# REQUIREMENTS:
Rewrite the lines of the data from the line containing "the green lawn?" through the end of the data as a JSON list of strings, one string per line, leaving out blank lines. Include only those lines.

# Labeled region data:

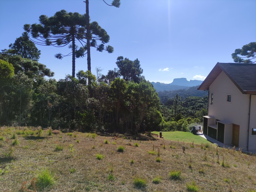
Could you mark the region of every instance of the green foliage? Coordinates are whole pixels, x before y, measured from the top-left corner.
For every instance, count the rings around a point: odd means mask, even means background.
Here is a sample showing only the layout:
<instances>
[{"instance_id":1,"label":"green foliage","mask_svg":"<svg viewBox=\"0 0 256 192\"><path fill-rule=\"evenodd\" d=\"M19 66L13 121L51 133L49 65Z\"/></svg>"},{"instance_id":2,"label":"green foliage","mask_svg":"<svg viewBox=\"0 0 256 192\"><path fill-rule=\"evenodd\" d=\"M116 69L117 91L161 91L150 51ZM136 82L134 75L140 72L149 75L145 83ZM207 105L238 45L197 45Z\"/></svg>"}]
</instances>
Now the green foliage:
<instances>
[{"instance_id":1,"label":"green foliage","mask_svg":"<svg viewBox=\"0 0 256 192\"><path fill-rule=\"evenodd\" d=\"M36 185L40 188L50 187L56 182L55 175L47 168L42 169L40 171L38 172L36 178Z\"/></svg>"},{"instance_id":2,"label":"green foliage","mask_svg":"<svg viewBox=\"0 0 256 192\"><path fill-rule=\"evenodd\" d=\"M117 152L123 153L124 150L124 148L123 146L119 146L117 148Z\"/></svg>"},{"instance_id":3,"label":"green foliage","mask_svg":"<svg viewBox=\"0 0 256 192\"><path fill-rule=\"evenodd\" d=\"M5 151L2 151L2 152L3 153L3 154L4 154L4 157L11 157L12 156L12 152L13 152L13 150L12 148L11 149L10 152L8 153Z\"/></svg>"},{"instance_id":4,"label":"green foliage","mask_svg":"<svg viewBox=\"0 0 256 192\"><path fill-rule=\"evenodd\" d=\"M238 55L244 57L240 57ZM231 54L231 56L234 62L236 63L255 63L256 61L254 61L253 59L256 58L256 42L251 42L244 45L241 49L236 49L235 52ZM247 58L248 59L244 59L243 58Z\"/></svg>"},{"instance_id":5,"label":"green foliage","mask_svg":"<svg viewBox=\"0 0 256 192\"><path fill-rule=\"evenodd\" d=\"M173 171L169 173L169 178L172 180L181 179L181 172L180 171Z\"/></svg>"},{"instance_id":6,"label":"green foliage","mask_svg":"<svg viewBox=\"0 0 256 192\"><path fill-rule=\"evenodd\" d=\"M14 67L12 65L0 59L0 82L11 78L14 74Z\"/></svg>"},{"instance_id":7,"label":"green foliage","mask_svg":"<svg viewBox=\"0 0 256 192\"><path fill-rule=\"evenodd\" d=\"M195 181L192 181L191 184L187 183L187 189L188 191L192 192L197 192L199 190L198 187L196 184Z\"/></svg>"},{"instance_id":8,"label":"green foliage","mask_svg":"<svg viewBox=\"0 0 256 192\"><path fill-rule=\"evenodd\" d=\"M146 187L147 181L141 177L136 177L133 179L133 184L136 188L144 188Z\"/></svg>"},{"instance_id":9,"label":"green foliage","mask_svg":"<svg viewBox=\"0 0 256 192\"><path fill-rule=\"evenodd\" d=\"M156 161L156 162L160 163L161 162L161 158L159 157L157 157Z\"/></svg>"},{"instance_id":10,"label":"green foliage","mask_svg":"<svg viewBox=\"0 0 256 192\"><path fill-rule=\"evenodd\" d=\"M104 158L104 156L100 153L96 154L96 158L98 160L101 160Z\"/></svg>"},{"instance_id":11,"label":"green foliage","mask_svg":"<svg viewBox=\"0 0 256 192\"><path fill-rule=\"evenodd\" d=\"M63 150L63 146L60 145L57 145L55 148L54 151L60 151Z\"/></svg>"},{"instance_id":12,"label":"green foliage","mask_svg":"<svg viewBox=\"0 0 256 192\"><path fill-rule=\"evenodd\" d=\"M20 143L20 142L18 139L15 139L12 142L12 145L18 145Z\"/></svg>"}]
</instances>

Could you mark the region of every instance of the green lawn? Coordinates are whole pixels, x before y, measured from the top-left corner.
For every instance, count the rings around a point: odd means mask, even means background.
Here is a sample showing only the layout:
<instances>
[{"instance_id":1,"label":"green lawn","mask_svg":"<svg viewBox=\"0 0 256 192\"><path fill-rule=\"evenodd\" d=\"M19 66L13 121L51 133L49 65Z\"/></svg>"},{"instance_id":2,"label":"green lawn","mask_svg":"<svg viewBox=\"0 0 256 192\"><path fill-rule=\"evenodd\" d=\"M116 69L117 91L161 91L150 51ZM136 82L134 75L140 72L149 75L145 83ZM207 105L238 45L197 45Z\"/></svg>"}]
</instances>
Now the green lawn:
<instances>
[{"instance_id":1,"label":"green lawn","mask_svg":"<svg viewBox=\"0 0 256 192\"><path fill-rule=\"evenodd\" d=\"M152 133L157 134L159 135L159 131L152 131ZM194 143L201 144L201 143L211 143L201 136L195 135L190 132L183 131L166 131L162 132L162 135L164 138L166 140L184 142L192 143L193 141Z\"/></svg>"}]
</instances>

# FINISHED EXERCISE:
[
  "Could you mark the region of every instance of the green lawn? Coordinates are whole pixels, x before y, measured from the top-left corner.",
  "For every instance, count the rings around a point: odd means mask, even means background.",
  "Here is a sample showing only the layout:",
  "<instances>",
  "[{\"instance_id\":1,\"label\":\"green lawn\",\"mask_svg\":\"<svg viewBox=\\\"0 0 256 192\\\"><path fill-rule=\\\"evenodd\\\" d=\\\"M19 66L13 121L51 133L49 65Z\\\"/></svg>\"},{\"instance_id\":2,\"label\":\"green lawn\",\"mask_svg\":\"<svg viewBox=\\\"0 0 256 192\\\"><path fill-rule=\\\"evenodd\\\" d=\\\"M116 69L117 91L161 91L150 51ZM136 82L134 75L140 72L149 75L145 83ZM207 105L238 45L197 45Z\\\"/></svg>\"}]",
  "</instances>",
  "Now the green lawn:",
  "<instances>",
  "[{\"instance_id\":1,\"label\":\"green lawn\",\"mask_svg\":\"<svg viewBox=\\\"0 0 256 192\\\"><path fill-rule=\\\"evenodd\\\" d=\\\"M152 133L157 134L159 135L159 131L152 131ZM194 143L201 144L201 143L211 143L201 136L195 135L190 132L183 131L166 131L162 132L162 135L164 138L166 140L184 142L192 143L193 141Z\\\"/></svg>\"}]",
  "</instances>"
]